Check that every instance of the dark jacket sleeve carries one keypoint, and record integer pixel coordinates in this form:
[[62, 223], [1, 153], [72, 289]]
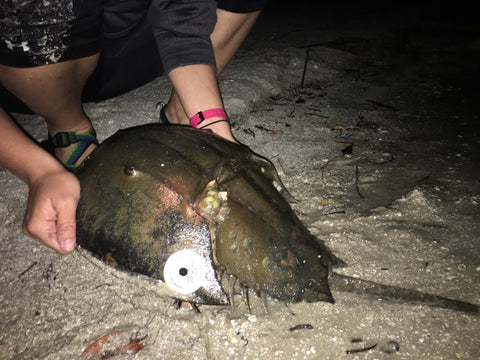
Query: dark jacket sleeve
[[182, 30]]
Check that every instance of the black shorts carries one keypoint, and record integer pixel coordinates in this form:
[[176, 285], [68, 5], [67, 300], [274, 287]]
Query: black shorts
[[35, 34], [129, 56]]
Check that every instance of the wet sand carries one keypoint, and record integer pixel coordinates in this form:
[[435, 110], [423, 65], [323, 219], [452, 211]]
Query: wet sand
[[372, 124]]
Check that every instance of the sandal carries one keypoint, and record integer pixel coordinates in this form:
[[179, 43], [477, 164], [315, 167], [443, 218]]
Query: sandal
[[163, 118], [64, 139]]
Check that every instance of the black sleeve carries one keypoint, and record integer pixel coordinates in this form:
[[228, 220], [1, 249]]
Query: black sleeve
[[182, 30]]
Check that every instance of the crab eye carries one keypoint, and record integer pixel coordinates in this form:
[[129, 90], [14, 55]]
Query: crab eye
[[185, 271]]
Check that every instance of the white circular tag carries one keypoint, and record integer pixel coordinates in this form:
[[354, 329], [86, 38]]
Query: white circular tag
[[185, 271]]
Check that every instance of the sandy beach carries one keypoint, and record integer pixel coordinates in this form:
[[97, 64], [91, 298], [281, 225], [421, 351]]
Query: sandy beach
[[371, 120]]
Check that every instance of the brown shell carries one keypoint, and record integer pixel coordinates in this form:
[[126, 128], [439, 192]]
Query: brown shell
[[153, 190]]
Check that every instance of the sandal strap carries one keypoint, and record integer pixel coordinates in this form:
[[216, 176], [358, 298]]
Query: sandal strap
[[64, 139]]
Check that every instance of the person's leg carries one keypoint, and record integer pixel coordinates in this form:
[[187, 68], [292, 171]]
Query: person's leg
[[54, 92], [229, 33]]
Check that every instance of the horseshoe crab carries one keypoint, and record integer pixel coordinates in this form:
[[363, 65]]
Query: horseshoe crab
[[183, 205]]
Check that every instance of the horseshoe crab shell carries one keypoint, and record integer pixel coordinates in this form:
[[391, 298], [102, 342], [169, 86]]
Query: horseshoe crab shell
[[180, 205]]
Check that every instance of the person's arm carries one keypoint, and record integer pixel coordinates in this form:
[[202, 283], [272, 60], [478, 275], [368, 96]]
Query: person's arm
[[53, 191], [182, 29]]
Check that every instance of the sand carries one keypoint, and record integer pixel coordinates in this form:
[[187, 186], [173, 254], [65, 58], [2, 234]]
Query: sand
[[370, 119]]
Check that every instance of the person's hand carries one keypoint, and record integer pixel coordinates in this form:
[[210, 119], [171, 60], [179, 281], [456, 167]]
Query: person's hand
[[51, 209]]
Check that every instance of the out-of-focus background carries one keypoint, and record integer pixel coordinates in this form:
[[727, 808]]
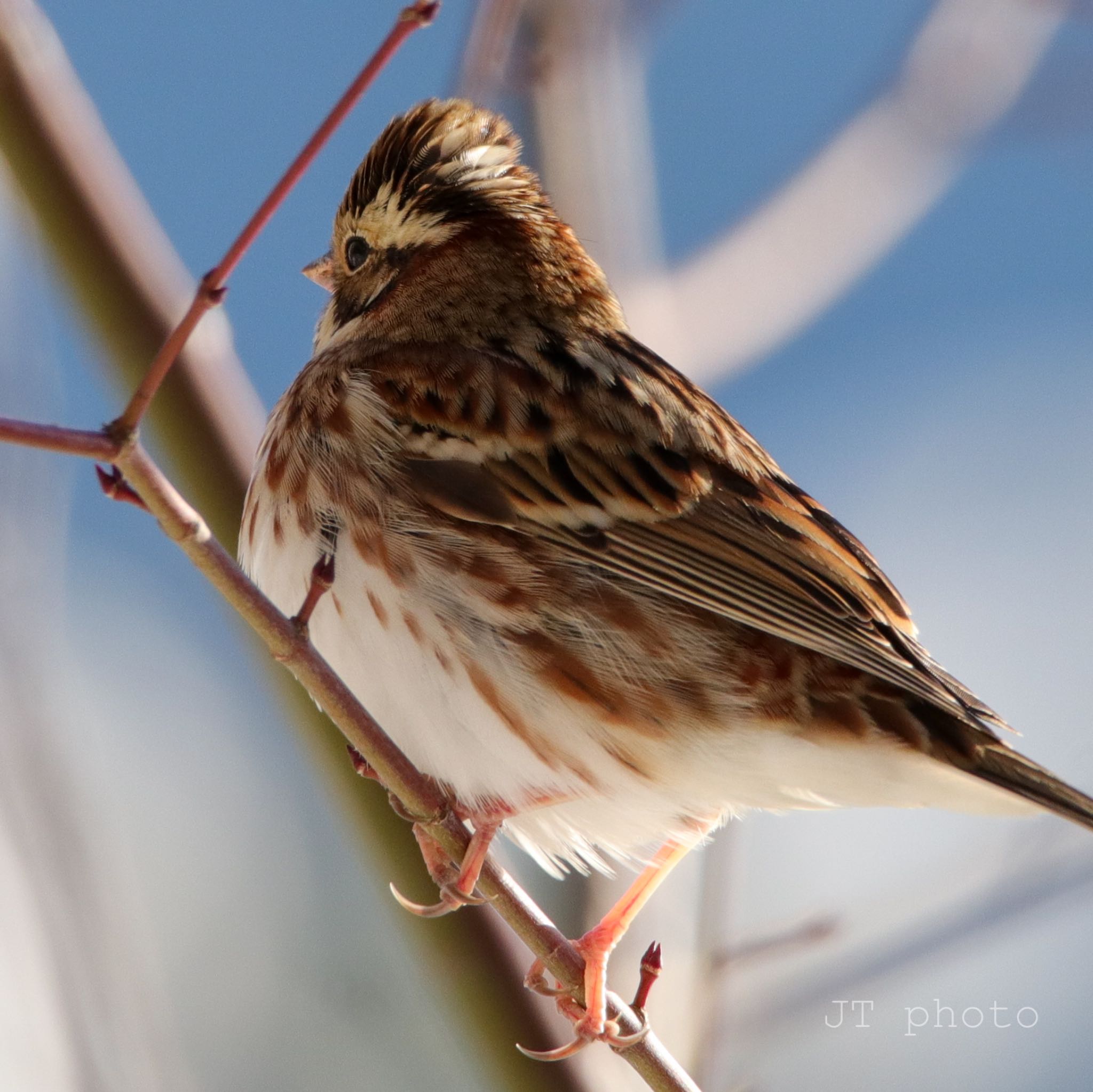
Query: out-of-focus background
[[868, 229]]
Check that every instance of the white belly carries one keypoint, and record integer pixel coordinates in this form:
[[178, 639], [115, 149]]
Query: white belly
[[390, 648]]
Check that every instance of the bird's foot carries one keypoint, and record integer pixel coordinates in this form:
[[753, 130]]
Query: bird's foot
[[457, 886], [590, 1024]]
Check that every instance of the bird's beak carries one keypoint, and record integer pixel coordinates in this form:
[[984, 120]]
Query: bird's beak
-----
Copy all of the records above word for word, leaving out the pictures.

Check that every instance of the dark jacket sleeve carries one keypoint, and record integer pixel coordinates in this form:
[[62, 223], [1, 153], [72, 289]]
Query: dark jacket sleeve
[[182, 30]]
Check that every instance of the black shorts carries one keypoint, and record integer pixel coordinates in this form:
[[176, 285], [68, 5], [67, 300], [274, 287]]
Query: black shorts
[[35, 34], [129, 56]]
Check that every instance of the wet sand carries one keypoint, and record integer pixel coordinates in this form:
[[435, 110], [423, 65], [323, 219], [452, 211]]
Query: wet sand
[[372, 124]]
Check that every instance of the sandal carries one keypoint, and record integer pixel coordinates in this form:
[[179, 43], [477, 164], [315, 167], [443, 218]]
Query: sandal
[[163, 118], [64, 139]]
Check that every instance of the black sleeve carries one keypoint, and record integer pixel coordinates in this form:
[[228, 220], [1, 249]]
Query: black sleeve
[[182, 30]]
Check that every instance of the crab eye carries one keypoint, and record integer pixel coordinates in this form:
[[129, 90], [14, 55]]
Query: crab eye
[[185, 271]]
Check that every instance of the white circular tag carries one keypoint, and record integer pixel coordinates in this form:
[[354, 329], [86, 38]]
Query: white circular tag
[[185, 271]]
Check that every instance of the sandy beach carries one keypoint, and record integer pixel coordinates in this form:
[[97, 64], [91, 298], [281, 225], [421, 351]]
Query: sandy beach
[[371, 120]]
Check that every instance of the brown shell carries one keypoint, and record integer pixel coordinates in this form:
[[126, 128], [439, 192]]
Query: brown shell
[[153, 190]]
Check that every instance of the sandal strap carries one keypoint, and record integer pixel coordinates in this form:
[[216, 176], [358, 298]]
Query: sandal strap
[[64, 139]]
Check that every instance of the person's leg carries one keypoint, and record integer pixel coordinates in this form:
[[187, 68], [292, 171]]
Query: person's leg
[[54, 92], [229, 33]]
Check that every instance of the horseshoe crab carries one keypoint, and record integer pixel coordinates in this form:
[[363, 65]]
Query: horseshoe crab
[[183, 205]]
Check that every instance of the horseshoe crab shell carries one keypoint, and record integer pixel coordinates in this form:
[[391, 298], [102, 342], [169, 86]]
Query: horseshoe crab shell
[[180, 205]]
Check that every instance of the person's arm carries one keypoint, and record integer pixel coordinates in this form:
[[202, 283], [272, 60], [478, 275], [368, 96]]
Query: person's arm
[[53, 191], [182, 29]]
Check that every instance of the sand carries one keypoint, and record integer pixel coordinates in this form:
[[187, 186], [173, 254], [65, 58], [2, 234]]
Query: sand
[[370, 119]]
Check that every instance of the person's hand carries one keypoint, and record integer pixel coordinates in this form:
[[210, 119], [171, 60], [179, 281], [456, 167]]
Query: person's hand
[[51, 209]]
Check that every instance of the out-of-focus background carries one keypoint, and record integer pixel coordinates in this form:
[[727, 808]]
Query: out-of-focus background
[[868, 229]]
Check that every instance of the white belly carries one keypoint, and record integer pixel coordinates in this form:
[[178, 639], [115, 149]]
Query: white belly
[[390, 648]]
Check that every instance of the bird's foot carries one keypoint, and record integer pixel coordinates in this form:
[[753, 130]]
Query: bird's foot
[[457, 886], [590, 1024]]
Check that every instance of the bird's beak carries one keypoint, and record integer pixel coordinates in this form:
[[984, 120]]
Query: bird's beak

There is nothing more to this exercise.